Output exactly, please, the lines of the records below from the one containing "Run detection for pink" through the final line.

·····

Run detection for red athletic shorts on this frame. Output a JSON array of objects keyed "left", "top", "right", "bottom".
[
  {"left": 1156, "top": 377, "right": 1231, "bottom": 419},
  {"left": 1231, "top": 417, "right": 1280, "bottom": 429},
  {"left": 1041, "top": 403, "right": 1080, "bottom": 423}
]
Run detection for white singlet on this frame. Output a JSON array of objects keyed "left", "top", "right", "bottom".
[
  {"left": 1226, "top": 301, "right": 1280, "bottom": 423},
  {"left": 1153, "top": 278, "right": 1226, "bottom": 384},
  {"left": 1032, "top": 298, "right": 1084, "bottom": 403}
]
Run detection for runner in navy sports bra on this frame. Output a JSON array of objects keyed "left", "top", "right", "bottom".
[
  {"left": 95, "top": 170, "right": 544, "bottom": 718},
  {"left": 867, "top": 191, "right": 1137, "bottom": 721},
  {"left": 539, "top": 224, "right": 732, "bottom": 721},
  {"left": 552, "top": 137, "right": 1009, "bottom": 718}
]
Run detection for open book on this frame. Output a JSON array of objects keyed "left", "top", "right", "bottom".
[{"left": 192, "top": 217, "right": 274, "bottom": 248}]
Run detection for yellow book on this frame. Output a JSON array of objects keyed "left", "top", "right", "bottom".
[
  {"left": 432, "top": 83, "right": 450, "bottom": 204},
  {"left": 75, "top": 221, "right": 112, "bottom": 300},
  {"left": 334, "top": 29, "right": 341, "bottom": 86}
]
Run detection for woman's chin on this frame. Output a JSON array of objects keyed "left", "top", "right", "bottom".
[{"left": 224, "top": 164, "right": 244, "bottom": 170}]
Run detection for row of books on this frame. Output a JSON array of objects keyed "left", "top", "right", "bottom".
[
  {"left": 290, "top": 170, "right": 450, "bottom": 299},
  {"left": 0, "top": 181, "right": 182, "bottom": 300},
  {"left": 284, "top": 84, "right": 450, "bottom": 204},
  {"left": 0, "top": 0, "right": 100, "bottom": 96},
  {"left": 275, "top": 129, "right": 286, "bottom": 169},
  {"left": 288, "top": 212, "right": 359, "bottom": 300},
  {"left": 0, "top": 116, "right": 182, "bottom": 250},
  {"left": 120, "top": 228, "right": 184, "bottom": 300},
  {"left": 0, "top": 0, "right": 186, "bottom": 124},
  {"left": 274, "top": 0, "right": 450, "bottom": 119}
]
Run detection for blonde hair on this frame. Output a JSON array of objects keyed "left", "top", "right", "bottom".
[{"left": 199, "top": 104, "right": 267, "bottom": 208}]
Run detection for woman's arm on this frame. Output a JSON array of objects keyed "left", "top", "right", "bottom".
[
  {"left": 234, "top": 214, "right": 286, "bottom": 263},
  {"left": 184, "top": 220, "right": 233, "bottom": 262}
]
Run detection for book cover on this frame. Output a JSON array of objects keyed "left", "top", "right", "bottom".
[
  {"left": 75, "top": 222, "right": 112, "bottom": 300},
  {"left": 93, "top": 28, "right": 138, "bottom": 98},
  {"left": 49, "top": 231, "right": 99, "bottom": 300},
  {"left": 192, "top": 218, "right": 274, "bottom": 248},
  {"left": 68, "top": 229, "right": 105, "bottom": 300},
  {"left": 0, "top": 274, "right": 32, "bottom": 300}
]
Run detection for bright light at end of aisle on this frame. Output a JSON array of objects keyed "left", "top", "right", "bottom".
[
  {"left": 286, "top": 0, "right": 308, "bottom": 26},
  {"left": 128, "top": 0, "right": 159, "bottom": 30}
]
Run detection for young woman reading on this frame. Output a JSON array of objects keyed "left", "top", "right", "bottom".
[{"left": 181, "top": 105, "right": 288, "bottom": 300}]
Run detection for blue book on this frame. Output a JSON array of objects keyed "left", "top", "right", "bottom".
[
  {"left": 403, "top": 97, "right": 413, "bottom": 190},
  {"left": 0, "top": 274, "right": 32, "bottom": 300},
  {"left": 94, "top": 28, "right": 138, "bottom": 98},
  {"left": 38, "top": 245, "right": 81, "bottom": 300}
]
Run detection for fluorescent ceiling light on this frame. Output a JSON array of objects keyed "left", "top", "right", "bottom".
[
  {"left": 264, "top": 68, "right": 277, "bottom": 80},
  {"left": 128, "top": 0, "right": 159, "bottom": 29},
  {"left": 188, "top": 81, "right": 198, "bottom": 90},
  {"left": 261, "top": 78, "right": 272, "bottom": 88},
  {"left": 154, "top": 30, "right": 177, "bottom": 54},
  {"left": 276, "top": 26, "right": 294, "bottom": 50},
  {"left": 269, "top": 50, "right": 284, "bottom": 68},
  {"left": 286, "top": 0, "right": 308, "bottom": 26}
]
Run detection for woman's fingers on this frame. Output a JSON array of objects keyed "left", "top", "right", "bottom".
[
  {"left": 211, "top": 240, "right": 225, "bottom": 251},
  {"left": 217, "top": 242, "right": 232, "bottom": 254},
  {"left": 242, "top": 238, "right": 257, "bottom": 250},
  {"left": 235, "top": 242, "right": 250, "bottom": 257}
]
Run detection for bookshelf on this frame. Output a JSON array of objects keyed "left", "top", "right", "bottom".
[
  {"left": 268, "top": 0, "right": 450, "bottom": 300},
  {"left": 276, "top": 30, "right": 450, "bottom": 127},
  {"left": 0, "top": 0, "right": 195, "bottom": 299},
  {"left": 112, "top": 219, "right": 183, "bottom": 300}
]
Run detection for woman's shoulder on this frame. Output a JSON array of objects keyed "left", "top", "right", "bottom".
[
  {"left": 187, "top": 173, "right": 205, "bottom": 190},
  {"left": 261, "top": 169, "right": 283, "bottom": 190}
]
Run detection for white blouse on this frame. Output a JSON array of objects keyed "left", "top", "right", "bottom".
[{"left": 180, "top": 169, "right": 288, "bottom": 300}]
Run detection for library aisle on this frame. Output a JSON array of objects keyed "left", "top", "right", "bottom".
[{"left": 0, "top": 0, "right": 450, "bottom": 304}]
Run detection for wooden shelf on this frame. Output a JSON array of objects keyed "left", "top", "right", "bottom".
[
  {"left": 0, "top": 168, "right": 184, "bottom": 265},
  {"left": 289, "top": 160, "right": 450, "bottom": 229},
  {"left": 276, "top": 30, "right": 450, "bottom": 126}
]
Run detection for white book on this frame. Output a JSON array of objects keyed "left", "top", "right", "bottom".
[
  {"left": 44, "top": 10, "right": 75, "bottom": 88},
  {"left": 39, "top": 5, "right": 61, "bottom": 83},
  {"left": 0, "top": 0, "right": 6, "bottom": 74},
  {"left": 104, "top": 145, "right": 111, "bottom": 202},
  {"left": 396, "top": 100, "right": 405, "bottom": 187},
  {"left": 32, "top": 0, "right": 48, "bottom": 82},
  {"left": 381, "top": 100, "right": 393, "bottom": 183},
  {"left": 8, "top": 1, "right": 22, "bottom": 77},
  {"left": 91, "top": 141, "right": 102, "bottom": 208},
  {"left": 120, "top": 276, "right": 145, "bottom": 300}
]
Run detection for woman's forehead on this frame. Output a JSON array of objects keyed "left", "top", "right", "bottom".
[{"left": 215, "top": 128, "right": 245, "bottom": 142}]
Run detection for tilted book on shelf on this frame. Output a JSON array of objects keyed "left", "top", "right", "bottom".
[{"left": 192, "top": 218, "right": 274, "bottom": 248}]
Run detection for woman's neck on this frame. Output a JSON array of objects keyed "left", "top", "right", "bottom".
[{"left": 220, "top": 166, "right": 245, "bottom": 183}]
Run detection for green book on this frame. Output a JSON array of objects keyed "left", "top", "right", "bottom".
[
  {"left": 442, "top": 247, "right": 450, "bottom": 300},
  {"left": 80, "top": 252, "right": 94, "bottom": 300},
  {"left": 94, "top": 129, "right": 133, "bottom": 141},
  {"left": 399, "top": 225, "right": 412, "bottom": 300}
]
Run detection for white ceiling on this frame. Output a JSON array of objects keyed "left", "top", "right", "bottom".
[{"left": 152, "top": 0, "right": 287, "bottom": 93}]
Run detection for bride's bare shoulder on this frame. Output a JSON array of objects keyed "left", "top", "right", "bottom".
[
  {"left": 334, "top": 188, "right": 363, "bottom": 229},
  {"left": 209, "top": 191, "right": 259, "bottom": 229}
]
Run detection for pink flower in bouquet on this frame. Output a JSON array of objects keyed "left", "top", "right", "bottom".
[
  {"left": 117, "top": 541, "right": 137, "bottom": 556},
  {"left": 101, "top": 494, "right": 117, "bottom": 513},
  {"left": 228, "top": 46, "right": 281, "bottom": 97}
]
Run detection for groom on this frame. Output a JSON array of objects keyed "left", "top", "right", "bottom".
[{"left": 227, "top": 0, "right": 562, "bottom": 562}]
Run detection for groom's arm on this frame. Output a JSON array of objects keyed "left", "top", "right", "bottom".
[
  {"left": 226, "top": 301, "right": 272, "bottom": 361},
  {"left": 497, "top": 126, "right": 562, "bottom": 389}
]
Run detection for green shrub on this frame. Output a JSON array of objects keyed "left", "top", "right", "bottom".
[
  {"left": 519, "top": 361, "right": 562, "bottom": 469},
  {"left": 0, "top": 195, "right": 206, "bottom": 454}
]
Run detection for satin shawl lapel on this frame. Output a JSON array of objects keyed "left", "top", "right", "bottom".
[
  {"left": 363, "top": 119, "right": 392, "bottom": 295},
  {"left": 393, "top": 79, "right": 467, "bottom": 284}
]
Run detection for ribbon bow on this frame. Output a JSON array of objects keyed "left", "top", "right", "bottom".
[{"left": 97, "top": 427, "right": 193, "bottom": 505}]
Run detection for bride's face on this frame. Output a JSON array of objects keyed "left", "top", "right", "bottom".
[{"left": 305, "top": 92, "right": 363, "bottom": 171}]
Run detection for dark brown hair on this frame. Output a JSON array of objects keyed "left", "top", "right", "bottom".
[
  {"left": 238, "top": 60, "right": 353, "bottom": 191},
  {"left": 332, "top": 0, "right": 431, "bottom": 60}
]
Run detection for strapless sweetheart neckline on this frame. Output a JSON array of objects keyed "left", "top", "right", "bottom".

·····

Task answer
Run detection for pink flower in bouquet on this frame. Output a JSON array of objects keyed "left", "top", "right", "bottom".
[
  {"left": 117, "top": 541, "right": 137, "bottom": 556},
  {"left": 101, "top": 494, "right": 117, "bottom": 513},
  {"left": 228, "top": 46, "right": 281, "bottom": 97}
]
Run detection for groom on this frame. Output a JSON array of objects keyed "left", "top", "right", "bottom".
[{"left": 227, "top": 0, "right": 562, "bottom": 562}]
Run detection for groom's arm on this frame. Output a JSON array of objects keyed "left", "top", "right", "bottom".
[
  {"left": 226, "top": 301, "right": 272, "bottom": 361},
  {"left": 497, "top": 126, "right": 562, "bottom": 389}
]
Run detection for green shrub on this frame. Output a JSON array of objects keyed "left", "top", "right", "bottom".
[
  {"left": 519, "top": 361, "right": 562, "bottom": 469},
  {"left": 0, "top": 195, "right": 206, "bottom": 454}
]
Run detection for satin shawl lapel on this frame. Output a JSON array of objects keyed "left", "top", "right", "bottom".
[
  {"left": 363, "top": 119, "right": 392, "bottom": 295},
  {"left": 393, "top": 79, "right": 467, "bottom": 284}
]
Run detection for ribbon bow on this frame. Output a JSON array of objects keyed "left", "top", "right", "bottom".
[{"left": 97, "top": 427, "right": 193, "bottom": 505}]
Run detection for bride's face on this frame. Output a JSON array of objects keyed "left", "top", "right", "bottom".
[{"left": 305, "top": 92, "right": 363, "bottom": 171}]
Run detection for dark brown hair on this frame. Output a JSON array of objects keyed "left", "top", "right", "bottom".
[
  {"left": 238, "top": 60, "right": 353, "bottom": 191},
  {"left": 332, "top": 0, "right": 431, "bottom": 60}
]
Run detection for strapless sweetheart neckline on this frame. Output a JSON array of objects keyed "left", "top", "right", "bottom".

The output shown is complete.